Task directions - Arrange each line of the listing below as a Markdown table with the columns Row and Line, numbering the rows and skipping blank lines. Leave the pictures out.

# START OF Exercise data

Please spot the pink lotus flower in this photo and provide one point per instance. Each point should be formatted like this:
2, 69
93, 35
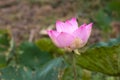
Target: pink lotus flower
69, 36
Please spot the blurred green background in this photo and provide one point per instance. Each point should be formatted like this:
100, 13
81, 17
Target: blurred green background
27, 53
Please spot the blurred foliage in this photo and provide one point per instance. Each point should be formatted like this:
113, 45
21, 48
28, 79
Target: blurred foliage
104, 58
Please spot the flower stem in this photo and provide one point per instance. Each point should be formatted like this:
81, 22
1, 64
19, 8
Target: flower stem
74, 66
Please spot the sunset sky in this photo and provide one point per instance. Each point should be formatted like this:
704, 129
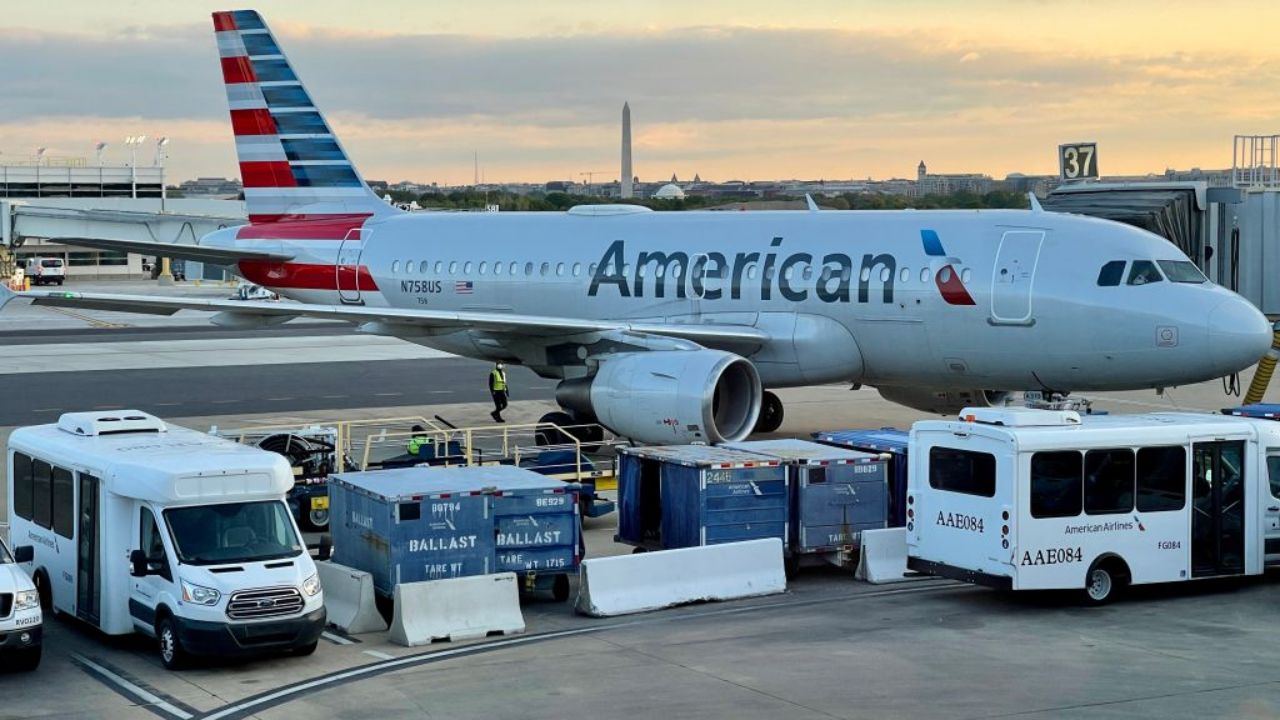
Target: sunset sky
740, 90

# END OF Exercise data

Exercise output -
| Row | Line |
|---|---|
| 1 | Please spot the pink lotus flower in this photo and provide one point per instance. Each point should be formatted like this: |
| 2 | 2, 69 |
| 3 | 93, 35 |
| 4 | Target: pink lotus flower |
| 5 | 69, 36 |
| 6 | Please spot the blurred green background in this photo and provide one point per instance. Each point should be formatted like this: |
| 7 | 100, 13 |
| 8 | 81, 17 |
| 9 | Target: blurred green background |
| 10 | 27, 53 |
| 11 | Please spot the blurred foliage in this photo and provide one point per instance. Each point should be formatted like this: |
| 12 | 113, 45 |
| 13 | 21, 48 |
| 14 | 28, 79 |
| 15 | Target: blurred foliage |
| 16 | 104, 58 |
| 17 | Please spot the flower stem in this photo and provide one point per instance. Each point should be formatted like this: |
| 18 | 81, 22 |
| 19 | 1, 64 |
| 20 | 19, 8 |
| 21 | Target: flower stem |
| 22 | 74, 66 |
| 23 | Please spot the sunset sky in this photo and provide one point per instance. Each point should be formatted like this: |
| 24 | 704, 129 |
| 25 | Target: sunset sky |
| 26 | 740, 90 |